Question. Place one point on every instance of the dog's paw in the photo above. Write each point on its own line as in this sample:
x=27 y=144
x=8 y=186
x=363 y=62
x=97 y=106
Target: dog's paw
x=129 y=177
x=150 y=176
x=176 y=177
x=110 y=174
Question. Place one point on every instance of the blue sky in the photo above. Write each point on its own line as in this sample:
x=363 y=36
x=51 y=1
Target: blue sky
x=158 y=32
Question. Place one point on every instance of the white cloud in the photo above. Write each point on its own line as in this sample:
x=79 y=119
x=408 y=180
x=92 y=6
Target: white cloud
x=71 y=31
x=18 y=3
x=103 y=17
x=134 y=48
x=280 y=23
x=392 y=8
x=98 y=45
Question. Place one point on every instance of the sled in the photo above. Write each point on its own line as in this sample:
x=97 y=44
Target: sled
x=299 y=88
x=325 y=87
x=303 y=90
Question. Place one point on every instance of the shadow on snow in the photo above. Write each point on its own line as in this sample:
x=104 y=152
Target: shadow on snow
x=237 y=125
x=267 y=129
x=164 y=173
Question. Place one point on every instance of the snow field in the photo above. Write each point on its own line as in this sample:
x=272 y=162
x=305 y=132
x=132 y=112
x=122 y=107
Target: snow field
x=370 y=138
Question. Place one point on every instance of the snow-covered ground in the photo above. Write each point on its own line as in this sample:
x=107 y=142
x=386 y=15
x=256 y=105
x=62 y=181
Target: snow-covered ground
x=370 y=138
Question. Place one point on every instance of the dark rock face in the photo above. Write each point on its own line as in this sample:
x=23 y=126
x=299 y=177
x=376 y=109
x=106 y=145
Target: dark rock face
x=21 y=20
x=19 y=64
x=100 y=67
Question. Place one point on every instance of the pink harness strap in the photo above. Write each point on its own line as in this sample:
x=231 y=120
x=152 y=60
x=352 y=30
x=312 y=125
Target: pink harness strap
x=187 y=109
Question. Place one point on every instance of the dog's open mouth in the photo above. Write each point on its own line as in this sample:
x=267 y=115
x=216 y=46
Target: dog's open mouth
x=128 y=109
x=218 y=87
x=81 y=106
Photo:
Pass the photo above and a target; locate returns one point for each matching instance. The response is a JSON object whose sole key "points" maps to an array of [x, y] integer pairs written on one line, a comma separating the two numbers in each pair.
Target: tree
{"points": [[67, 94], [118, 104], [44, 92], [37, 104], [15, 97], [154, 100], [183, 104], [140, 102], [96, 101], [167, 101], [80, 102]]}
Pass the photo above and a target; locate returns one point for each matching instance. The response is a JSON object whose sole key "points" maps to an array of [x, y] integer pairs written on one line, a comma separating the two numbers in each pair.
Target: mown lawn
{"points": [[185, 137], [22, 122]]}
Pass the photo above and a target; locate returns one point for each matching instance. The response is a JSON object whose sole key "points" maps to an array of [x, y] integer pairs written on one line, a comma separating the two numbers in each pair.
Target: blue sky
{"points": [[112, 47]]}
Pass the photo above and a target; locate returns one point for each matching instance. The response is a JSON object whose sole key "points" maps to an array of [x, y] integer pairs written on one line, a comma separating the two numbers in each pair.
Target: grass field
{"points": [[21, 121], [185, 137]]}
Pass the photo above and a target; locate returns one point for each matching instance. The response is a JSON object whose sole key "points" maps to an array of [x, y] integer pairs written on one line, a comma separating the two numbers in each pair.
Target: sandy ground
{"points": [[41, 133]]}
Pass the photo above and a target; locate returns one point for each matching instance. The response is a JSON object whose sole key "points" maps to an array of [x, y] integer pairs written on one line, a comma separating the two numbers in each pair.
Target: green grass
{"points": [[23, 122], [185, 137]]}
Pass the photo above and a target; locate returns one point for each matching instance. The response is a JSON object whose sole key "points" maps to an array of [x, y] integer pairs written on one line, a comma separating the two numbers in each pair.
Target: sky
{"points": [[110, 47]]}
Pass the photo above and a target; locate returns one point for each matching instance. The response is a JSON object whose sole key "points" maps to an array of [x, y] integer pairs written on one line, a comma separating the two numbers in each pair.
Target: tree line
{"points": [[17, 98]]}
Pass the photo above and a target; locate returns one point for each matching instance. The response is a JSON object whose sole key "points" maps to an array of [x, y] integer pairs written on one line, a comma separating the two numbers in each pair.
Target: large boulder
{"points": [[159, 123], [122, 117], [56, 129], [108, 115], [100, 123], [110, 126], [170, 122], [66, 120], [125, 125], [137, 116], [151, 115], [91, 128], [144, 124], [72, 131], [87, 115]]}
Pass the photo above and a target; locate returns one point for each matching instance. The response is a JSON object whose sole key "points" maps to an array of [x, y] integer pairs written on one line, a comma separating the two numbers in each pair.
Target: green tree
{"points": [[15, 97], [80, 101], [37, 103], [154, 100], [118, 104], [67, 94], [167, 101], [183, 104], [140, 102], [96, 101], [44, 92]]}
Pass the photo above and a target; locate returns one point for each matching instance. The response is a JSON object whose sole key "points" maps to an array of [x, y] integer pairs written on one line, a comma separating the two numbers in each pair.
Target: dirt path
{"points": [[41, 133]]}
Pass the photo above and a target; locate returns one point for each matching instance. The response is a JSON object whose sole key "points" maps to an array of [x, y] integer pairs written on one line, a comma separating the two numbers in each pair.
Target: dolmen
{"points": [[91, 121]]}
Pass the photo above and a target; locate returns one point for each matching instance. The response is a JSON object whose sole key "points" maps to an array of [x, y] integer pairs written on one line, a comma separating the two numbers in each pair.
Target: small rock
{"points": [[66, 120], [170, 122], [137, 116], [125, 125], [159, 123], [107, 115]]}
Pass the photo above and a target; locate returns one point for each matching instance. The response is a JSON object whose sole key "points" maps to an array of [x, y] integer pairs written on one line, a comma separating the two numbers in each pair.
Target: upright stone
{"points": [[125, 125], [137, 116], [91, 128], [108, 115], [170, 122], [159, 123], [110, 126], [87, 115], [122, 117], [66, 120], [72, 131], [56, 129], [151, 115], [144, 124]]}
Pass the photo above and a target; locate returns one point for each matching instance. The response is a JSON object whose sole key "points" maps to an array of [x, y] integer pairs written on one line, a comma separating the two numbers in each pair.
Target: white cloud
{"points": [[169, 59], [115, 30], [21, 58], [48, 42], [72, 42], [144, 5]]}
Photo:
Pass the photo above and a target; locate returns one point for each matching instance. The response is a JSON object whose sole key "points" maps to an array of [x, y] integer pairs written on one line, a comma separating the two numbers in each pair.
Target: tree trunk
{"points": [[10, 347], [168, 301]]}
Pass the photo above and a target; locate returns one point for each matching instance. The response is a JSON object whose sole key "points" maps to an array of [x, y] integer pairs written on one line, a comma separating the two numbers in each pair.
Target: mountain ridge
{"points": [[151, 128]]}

__WHAT IS NEEDED__. Set down, word for word, every line of the entries from the very first one through the line containing "x=164 y=173", including both.

__EXERCISE SOLUTION__.
Question. Place one point on every instance of the dog's paw in the photo above. Write each point on its own line as in this sample:
x=27 y=144
x=8 y=186
x=363 y=62
x=97 y=106
Target: dog's paw
x=129 y=177
x=150 y=176
x=176 y=177
x=110 y=174
Question. Place one point on every instance of the blue sky in the photo above. Write each point on its own line as in this sample:
x=363 y=36
x=51 y=1
Target: blue sky
x=158 y=32
Question. Place one point on every instance of the white cloud in the photo above. Write each point on its own line as in this sample:
x=79 y=119
x=408 y=180
x=92 y=6
Target: white cloud
x=71 y=31
x=18 y=3
x=103 y=17
x=134 y=48
x=280 y=23
x=392 y=8
x=98 y=45
Question. Place one point on every instance of the sled in the photo above. Write each point on its own line as in this sample:
x=97 y=44
Target: sled
x=299 y=88
x=325 y=87
x=303 y=90
Question. Place one point on every instance of the shadow on snow in the photo above. Write each point on its own line as in this sample:
x=104 y=152
Target: shadow on snow
x=237 y=125
x=267 y=129
x=164 y=173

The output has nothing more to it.